Carry on the lecture notes on viscous flow in ducts, starting right after their final sentence.

----- Provided passage

Lecture (part 1):
*Viscous flow in ducts, Ch. 6.
*Laminar flow in a circular tube

Viscous flow in ducts.
Many practical problems in engineering require the
transfer of fluids through ducts. Viscous stresses at the
walls of the ducts must be balanced by pressure forces
supplied by pumps, where the pump power is the pressure
drop across the pump times the volume flow rate. The flows
may be laminar or turbulent, or a combination.

Example: Buckingham Pi analysis of the wall stress for
flow in a duct. The stress tau depends on the density rho ,
the fluid velocity V, the dynamical viscosity mu , the
diameter of the duct d, and the roughness of walls e_w .
The dimensional matrix is (tau rho V mu d e_w ; M L t ) = (1
1 0 1 0 0 ; -1 -3 1 -1 1 1 ; -2 0 -1 -1 0 0 ). The rank of the
6x3 matrix is 3, so we expect 3 Pi groups. Choose the core
group to be rho , V, and d. All the dimensions are different
for these variable, they include M, L and t, and these
variables are not as important as tau , mu , and e_w. The
first Pi group comes by making tau dimensionless with rho ,
V, and d: Pi_1 = tau / rho V^2 which is called the "friction
factor" of the duct. The "Darcy friction factor" f is defined
as 8 Pi_1. The second Pi group comes from mu, giving
Pi_2 = mu / rho V d = 1 / Re_d, where Re_d is the Reynolds
number based on the duct diameter d. The third Pi group is
formed from e_w, giving Pi_3 = e_w / d, or the "roughness
ratio". The Moody chart of Fig. 6.13, p318 of the text is a
summary of the theoretical and experimental values of f
versus Re_d and e_w/d.

----------
----- Records supplied

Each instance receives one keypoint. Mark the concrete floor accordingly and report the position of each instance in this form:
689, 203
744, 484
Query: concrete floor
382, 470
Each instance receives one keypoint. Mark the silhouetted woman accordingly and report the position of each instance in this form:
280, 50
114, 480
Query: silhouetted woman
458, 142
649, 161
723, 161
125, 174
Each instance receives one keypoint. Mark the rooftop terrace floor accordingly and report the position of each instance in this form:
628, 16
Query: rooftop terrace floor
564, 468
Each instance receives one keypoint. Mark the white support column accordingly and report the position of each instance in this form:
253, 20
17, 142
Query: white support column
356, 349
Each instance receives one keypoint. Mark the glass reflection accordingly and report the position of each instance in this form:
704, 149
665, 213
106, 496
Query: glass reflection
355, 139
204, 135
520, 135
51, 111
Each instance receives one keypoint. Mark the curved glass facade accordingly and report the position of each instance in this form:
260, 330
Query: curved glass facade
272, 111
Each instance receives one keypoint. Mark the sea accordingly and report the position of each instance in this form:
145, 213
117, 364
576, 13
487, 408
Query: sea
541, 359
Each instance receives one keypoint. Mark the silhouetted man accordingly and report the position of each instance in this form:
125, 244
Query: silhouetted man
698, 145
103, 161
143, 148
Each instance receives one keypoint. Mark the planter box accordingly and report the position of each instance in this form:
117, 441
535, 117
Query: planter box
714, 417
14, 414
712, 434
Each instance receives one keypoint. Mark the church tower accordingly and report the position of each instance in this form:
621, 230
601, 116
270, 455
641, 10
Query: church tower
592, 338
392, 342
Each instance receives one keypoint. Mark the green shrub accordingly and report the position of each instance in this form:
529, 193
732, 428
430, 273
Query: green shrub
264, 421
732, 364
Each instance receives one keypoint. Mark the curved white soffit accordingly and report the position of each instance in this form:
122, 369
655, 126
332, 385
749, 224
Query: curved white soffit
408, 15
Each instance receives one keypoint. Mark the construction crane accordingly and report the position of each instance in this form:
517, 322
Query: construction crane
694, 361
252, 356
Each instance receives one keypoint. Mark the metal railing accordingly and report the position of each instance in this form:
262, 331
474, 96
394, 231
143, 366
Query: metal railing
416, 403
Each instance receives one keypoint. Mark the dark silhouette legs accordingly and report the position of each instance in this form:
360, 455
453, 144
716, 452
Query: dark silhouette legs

----------

» Exercise result:
The pressure drop required from a pump depends on
the wall shear stress, the length of the duct, and its diameter.
For steady state flow through a circular duct of diameter D
and length L the wall stress tau times the tangential area pi D
L equals the pressure drop delta p = (p_1 - p_2) times the
cross sectional area pi D^2 / 4. Solving gives
tau = D delta p / 4L.
Substituting in f = 8 tau / rho V^2
f = 8 tau / rho V^2 = 8 (D delta p / 4L) / rho V^2 =
(D/L) (delta p / rho) / (V^2 /2) .
However, from Bernoulli's equation for a constant cross
sectional area level duct
delta p / rho = g h_f
where h_f is the frictional head loss. Common engineering
practice is to express pump problems in terms of head
losses, so
h_f = f (L/D) (V^2 / 2g)
is the formula for calculating the head loss from the friction
factor, mean duct velocity V, and the L/D ratio. The
expression is dimensionally consistent and reasonable with
respect to all terms. Minor head losses from valves and
fittings in a piping system are expressed as
h_m = K (V^2 / 2g)
where the coefficient K can also be given as
K = f (L_eq / D)
in terms of an equivalent duct length L_eq. The total head
loss for a piping system is the sum of the major and minor
head losses
h_total = h_f + sum h_m = (V^2 / 2g) [fL/D + sum
K] .

Laminar flow in a circular tube.
What is the velocity profile for laminar flow in a
circular duct? What is the friction factor f in terms of the
Reynolds number? We can answer the first question by
considering the forces on a cylinder of radius r in the tube of
length L. Let dp/dx = -K, where K is a positive constant.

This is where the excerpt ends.